(Point localization data)
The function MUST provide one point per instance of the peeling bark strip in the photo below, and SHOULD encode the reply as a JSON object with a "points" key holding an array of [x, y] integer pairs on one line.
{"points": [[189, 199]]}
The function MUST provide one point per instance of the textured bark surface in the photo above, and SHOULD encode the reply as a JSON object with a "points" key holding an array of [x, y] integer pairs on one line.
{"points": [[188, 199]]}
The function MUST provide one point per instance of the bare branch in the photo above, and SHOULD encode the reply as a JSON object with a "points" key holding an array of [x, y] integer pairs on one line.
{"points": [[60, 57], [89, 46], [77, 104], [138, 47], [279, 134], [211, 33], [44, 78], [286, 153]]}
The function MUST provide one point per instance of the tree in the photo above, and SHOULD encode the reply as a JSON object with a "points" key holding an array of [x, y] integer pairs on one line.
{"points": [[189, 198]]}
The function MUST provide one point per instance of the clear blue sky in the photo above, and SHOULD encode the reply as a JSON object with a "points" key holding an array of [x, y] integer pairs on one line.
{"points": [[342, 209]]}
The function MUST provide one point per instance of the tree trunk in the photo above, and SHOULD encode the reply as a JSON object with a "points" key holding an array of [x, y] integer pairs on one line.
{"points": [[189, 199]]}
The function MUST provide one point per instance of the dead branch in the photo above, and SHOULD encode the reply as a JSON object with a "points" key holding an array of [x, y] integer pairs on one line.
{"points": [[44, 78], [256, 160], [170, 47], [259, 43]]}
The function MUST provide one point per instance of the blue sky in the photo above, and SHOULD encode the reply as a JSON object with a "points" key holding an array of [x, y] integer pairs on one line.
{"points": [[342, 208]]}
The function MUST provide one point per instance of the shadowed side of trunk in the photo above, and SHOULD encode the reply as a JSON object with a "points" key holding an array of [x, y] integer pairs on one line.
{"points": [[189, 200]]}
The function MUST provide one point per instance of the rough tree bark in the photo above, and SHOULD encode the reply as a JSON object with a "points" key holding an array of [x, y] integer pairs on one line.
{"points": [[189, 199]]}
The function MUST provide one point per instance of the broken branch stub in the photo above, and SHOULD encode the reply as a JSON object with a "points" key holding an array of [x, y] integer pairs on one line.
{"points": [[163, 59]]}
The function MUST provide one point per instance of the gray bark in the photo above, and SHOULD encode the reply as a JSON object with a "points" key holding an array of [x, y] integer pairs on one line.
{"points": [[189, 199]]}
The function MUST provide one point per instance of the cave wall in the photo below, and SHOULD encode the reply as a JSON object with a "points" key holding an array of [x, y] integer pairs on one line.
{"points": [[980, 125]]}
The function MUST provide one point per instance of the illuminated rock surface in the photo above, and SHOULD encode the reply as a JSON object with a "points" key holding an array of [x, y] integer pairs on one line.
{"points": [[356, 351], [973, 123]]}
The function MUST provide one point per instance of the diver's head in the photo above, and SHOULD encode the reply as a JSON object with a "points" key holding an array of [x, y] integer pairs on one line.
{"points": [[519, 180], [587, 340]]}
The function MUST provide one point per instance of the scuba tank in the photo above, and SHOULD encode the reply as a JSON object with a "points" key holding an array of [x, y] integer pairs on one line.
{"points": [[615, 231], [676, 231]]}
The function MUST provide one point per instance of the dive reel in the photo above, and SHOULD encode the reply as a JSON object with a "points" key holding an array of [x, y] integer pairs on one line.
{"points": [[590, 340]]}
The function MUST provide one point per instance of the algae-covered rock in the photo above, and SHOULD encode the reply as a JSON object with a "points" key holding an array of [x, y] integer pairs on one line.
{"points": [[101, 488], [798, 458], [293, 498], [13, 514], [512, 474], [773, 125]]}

▸ **Required action**: The answer must be an exact copy of every record above.

▸ **Written response**:
The function MUST provide one point per instance of the peeling bark strip in the photo below, and SHOULD encode the reply as a JSON object with a "points" key holding an array of [x, y] integer pairs on one line.
{"points": [[189, 199]]}
The function MUST provide one point per instance of the textured bark surface in the photo above, and SHOULD encode the reply as a JSON object with a "points" key holding an array of [x, y] integer pairs on one line.
{"points": [[188, 199]]}
The function MUST provide one point per instance of the bare branch in the photo above, and SHOULD encode the reply as a JSON object with a "points" key holding an array of [x, y] integer pairs on one line.
{"points": [[60, 57], [89, 46], [77, 104], [138, 47], [279, 134], [211, 33], [44, 78], [286, 153]]}
The function MUST provide one point per instance of the tree in the photo above, and SHOULD encode the reply as a JSON object with a "points" key holding an array of [x, y] integer pairs on one line.
{"points": [[189, 198]]}
The function MUST provide one point per instance of the clear blue sky in the photo above, and SHOULD encode the reply as a JSON object with a "points" key holding an array of [x, y] integer pairs on one line.
{"points": [[342, 209]]}
The function MUST provide one point per instance of the tree trunk in the photo above, and SHOULD encode the reply as a JSON object with a "points" key holding an array of [x, y] integer pairs on one line.
{"points": [[189, 199]]}
The function MUST provide one point per instance of the dead branch in the photo above, and SHOULD encode the reply as a JSON object with a "points" key holding an array of [x, y] integer pairs on one line.
{"points": [[44, 78], [256, 160], [170, 47], [259, 43]]}
The function MUST provide one point per instance of the blue sky in the photo above, and SHOULD encode the reply as a JSON object with a "points" key holding an array of [x, y] integer pairs on one line.
{"points": [[342, 208]]}
The function MUST provide one point per instance of the shadowed side of trunk in the photo above, and SHOULD encode the reply as a JSON object with a "points" key holding an array of [x, y] integer pairs on one line.
{"points": [[189, 200]]}
The function MUST provide one point per instance of the rough tree bark in the photo above, and SHOULD encode the reply as a JSON object with a "points" key holding an array of [x, y] integer pairs on one line.
{"points": [[189, 199]]}
The function MUST provide one point per instance of the broken branch stub in the photo above, and SHOULD encode the reply as a JSON object with a "points" key holding an array of [x, y] integer pairs on one line.
{"points": [[163, 59]]}
The function MUST provide one point per instance of the gray bark in the photo above, and SHOULD encode the reply as a JSON object with a "points" key holding an array of [x, y] integer pairs on one line.
{"points": [[189, 199]]}
The function MUST provide one point per instance of the cave wall in the photo below, and SHOULD encode the reply as a JSON object with a "points" key holding an array of [x, y] integer pairs on one line.
{"points": [[980, 125]]}
The function MUST provide one point per instance of the illuminated rock surface in the photo above, and SHOULD encode the reply as a JSON object with a "points" key holding an array of [x, y] integer pairs on one line.
{"points": [[356, 351], [973, 123]]}
The function MUST provide one point per instance of the diver's head in the photo above, and SHOULD encode the reply as a JSON object with a "points" key holding an array of [x, y] integer pairs on one line.
{"points": [[519, 180], [587, 340]]}
The function MUST provide one point per instance of the scuba tank in the photo above, and SHOULD encode the reply as a JSON object with a "points" key holding an array of [x, y] integer pairs on one line.
{"points": [[615, 231], [676, 231]]}
The function MUST provide one point per instance of the dive reel in the photo above, and SHOULD encode the reply as a JSON object with a "points" key holding an array of [x, y] integer pairs on one line.
{"points": [[590, 340]]}
The function MUST provide one point per instance of the algae-covered rock in the photo above, and SHOULD encode the reply as a JSON object with a "points" key holding an array of [x, y] integer pairs on one line.
{"points": [[101, 488], [798, 458], [293, 498], [13, 514], [512, 474], [773, 125]]}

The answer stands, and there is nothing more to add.